● WHAT IS BEING ASKED: The exercise asks for every line of the data to be reproduced exactly.

● DATA SUPPLIED:
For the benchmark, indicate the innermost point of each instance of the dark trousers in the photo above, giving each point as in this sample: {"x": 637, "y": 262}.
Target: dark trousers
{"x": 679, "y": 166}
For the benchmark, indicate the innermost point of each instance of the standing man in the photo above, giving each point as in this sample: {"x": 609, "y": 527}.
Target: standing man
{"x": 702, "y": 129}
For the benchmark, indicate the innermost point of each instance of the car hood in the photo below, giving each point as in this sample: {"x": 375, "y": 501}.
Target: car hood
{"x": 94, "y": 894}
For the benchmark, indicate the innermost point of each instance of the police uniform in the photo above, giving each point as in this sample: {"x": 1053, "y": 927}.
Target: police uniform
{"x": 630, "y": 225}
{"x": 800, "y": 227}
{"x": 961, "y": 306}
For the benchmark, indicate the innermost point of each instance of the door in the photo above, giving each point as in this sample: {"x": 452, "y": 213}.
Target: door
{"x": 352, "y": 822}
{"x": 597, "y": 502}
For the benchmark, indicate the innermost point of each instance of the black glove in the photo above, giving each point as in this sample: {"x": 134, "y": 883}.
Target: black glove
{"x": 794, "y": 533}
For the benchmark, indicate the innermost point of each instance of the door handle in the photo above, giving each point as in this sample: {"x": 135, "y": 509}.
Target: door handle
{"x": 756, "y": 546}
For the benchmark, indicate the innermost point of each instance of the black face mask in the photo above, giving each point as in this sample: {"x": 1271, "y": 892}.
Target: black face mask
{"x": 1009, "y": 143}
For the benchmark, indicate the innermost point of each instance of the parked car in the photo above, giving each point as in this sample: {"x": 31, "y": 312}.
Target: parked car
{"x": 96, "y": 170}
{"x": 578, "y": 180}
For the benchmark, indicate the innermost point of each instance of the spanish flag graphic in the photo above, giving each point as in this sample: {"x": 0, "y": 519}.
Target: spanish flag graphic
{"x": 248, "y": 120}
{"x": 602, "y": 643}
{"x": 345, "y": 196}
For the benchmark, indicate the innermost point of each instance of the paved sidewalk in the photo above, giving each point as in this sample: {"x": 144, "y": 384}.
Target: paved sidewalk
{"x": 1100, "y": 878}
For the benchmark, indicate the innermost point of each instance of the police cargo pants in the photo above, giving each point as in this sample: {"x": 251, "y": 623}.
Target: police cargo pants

● THE ANSWER:
For the benchmark, indicate the innermost point of each instance of the dark trousers in the photo above, giving each point as in this sample: {"x": 637, "y": 262}.
Target: dark trousers
{"x": 679, "y": 166}
For the benchmark, indicate the innermost point of each instance of the standing man in the photo above, giving each point as in this sample: {"x": 609, "y": 527}.
Target: standing man
{"x": 702, "y": 129}
For the benchmark, indicate the innermost point of each instance of the car hood in the photo below, giving each point as in this sample: {"x": 375, "y": 501}.
Target: car hood
{"x": 94, "y": 894}
For the benchmark, indicate the innermost point of each instance of the police uniform in the photo above, giving each point as in this sample: {"x": 1053, "y": 927}.
Target: police uniform
{"x": 630, "y": 225}
{"x": 800, "y": 227}
{"x": 961, "y": 306}
For the benchmark, indicate the innermost point of each instance of the door in the photo above, giving each point as in this sample: {"x": 452, "y": 213}.
Target: door
{"x": 352, "y": 822}
{"x": 597, "y": 502}
For the benchmark, indicate the innermost point of each instance of the black glove in the photo above, giving each point as in this sample: {"x": 134, "y": 883}.
Target: black glove
{"x": 794, "y": 533}
For the benchmark, indicate the innermost point of each instance of the door handle in the photo above, giving each point as in this sample: {"x": 135, "y": 509}.
Target: door handle
{"x": 756, "y": 546}
For the benchmark, indicate the innermost point of each instance of the black face mask in the photo above, giving each point as in this sample: {"x": 1271, "y": 892}.
Target: black face mask
{"x": 1009, "y": 143}
For the benchmark, indicate the innermost point of each instance of the parked car in the photo above, giving each point as in this sample: {"x": 31, "y": 312}.
Target: parked car
{"x": 96, "y": 170}
{"x": 578, "y": 180}
For the benchmark, indicate the innermost point of each instance of the spanish flag graphic in the photo above, giving each point as in this sample: {"x": 0, "y": 519}.
Target: spanish flag graphic
{"x": 248, "y": 120}
{"x": 602, "y": 643}
{"x": 345, "y": 196}
For the benchmark, indicate the innermost point of each instance of the paved sidewalk in the photo above, giving each point as in this sample: {"x": 144, "y": 384}.
Target: paved sidewalk
{"x": 1100, "y": 878}
For the benchmark, indicate the innermost point of each instance of the police cargo pants in the photo above, giving each point as in this sample: {"x": 251, "y": 623}.
Target: police cargo pants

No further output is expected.